**ABOUT THIS TASK**: Copy out every line of the material below word for word, changing nothing.

**RECORD EXCERPTS**:
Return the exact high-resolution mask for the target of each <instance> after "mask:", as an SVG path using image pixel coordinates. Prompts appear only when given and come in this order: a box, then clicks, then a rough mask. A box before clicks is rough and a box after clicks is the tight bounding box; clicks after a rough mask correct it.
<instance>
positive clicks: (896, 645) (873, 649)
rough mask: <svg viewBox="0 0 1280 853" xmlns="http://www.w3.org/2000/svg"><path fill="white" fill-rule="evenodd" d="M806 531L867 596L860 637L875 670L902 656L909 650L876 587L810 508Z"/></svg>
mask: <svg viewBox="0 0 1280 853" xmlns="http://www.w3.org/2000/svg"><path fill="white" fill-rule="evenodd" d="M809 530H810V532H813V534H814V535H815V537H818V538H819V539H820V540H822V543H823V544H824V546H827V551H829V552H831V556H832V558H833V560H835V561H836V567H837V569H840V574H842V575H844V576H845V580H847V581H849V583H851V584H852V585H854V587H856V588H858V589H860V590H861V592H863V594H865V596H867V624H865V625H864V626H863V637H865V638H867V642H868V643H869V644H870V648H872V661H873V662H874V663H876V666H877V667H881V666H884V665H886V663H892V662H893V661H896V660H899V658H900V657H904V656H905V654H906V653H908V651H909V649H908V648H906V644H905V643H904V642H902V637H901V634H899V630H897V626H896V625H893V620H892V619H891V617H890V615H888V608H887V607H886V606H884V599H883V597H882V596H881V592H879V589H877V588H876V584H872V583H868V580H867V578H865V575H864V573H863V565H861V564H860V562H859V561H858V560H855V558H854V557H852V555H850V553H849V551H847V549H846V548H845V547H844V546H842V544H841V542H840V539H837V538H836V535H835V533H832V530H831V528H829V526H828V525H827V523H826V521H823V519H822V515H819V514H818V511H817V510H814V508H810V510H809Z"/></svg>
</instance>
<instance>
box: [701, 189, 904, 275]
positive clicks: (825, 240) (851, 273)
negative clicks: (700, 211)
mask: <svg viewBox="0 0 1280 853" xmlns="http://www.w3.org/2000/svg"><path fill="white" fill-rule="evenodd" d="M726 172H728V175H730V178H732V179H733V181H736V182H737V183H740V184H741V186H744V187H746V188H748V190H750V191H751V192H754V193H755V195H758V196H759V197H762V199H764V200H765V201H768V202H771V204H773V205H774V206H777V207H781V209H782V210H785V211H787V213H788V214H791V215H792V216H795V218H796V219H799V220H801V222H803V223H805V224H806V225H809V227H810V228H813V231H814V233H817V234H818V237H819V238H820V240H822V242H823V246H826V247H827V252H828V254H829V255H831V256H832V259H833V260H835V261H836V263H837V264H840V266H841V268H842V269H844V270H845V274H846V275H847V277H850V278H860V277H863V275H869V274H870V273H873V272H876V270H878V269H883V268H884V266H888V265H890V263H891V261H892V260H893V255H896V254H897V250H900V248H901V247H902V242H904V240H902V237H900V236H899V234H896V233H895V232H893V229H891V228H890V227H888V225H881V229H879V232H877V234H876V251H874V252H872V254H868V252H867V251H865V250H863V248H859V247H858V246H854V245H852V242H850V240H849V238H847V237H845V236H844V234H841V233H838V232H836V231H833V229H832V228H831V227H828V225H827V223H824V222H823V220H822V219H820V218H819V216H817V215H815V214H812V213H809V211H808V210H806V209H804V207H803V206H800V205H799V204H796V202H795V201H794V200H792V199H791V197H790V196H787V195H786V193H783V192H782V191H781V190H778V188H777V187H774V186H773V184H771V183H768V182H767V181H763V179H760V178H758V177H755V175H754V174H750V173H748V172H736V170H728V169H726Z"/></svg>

**FINAL ANSWER**:
Return the exact high-resolution mask for the target of each <instance> after "mask:", as an SVG path using image pixel coordinates. Prompts appear only when given and come in this order: a box, then clicks, then a rough mask. A box before clicks is rough and a box after clicks is the tight bounding box; clicks after a rough mask correct it.
<instance>
positive clicks: (896, 645) (873, 649)
rough mask: <svg viewBox="0 0 1280 853" xmlns="http://www.w3.org/2000/svg"><path fill="white" fill-rule="evenodd" d="M806 531L867 596L860 637L875 670L902 656L909 650L876 587L810 508Z"/></svg>
mask: <svg viewBox="0 0 1280 853" xmlns="http://www.w3.org/2000/svg"><path fill="white" fill-rule="evenodd" d="M809 530H810V532H813V534H814V535H815V537H818V538H819V539H820V540H822V543H823V544H824V546H827V551H829V552H831V556H832V558H833V560H835V561H836V567H837V569H840V574H842V575H844V576H845V580H847V581H849V583H851V584H852V585H854V587H856V588H858V589H860V590H861V592H863V594H865V596H867V624H865V625H864V626H863V637H865V638H867V642H868V643H869V644H870V648H872V661H873V662H874V663H876V666H877V667H881V666H884V665H886V663H892V662H893V661H896V660H899V658H900V657H904V656H905V654H906V653H908V651H909V649H908V648H906V644H905V643H904V642H902V637H901V634H899V630H897V626H896V625H893V620H892V619H891V617H890V615H888V608H887V607H886V606H884V599H883V597H882V596H881V592H879V589H877V588H876V584H872V583H868V580H867V578H865V575H864V573H863V565H861V564H860V562H859V561H858V560H855V558H854V557H852V555H850V553H849V551H847V549H846V548H845V547H844V546H842V544H841V542H840V539H837V538H836V535H835V533H832V530H831V528H829V526H828V525H827V523H826V521H823V519H822V515H819V514H818V511H817V510H814V508H810V510H809Z"/></svg>
</instance>
<instance>
box: [701, 189, 904, 275]
positive clicks: (825, 240) (851, 273)
negative clicks: (700, 211)
mask: <svg viewBox="0 0 1280 853" xmlns="http://www.w3.org/2000/svg"><path fill="white" fill-rule="evenodd" d="M726 172H728V175H730V178H732V179H733V181H736V182H737V183H740V184H741V186H744V187H746V188H748V190H750V191H751V192H754V193H755V195H758V196H759V197H762V199H764V200H765V201H768V202H771V204H773V205H774V206H777V207H781V209H782V210H785V211H787V213H788V214H791V215H792V216H795V218H796V219H799V220H801V222H803V223H805V224H806V225H809V227H810V228H813V231H814V233H817V234H818V237H819V238H820V240H822V242H823V246H826V247H827V252H828V254H829V255H831V256H832V259H833V260H835V261H836V263H837V264H840V266H841V268H842V269H844V270H845V274H846V275H847V277H850V278H860V277H863V275H869V274H870V273H873V272H876V270H878V269H883V268H884V266H888V265H890V263H891V261H892V260H893V255H896V254H897V250H900V248H901V247H902V242H904V240H902V237H900V236H899V234H896V233H895V232H893V229H891V228H890V227H888V225H881V229H879V232H877V234H876V251H874V252H872V254H868V252H867V251H865V250H863V248H859V247H858V246H854V245H852V242H850V240H849V238H847V237H845V236H844V234H841V233H838V232H836V231H833V229H832V228H831V227H828V225H827V223H824V222H823V220H822V219H820V218H819V216H817V215H815V214H812V213H809V211H808V210H806V209H804V207H803V206H800V205H799V204H796V202H795V201H794V200H792V199H791V197H790V196H787V195H786V193H783V192H782V191H781V190H778V188H777V187H774V186H773V184H771V183H768V182H767V181H763V179H760V178H758V177H755V175H754V174H750V173H748V172H736V170H728V169H726Z"/></svg>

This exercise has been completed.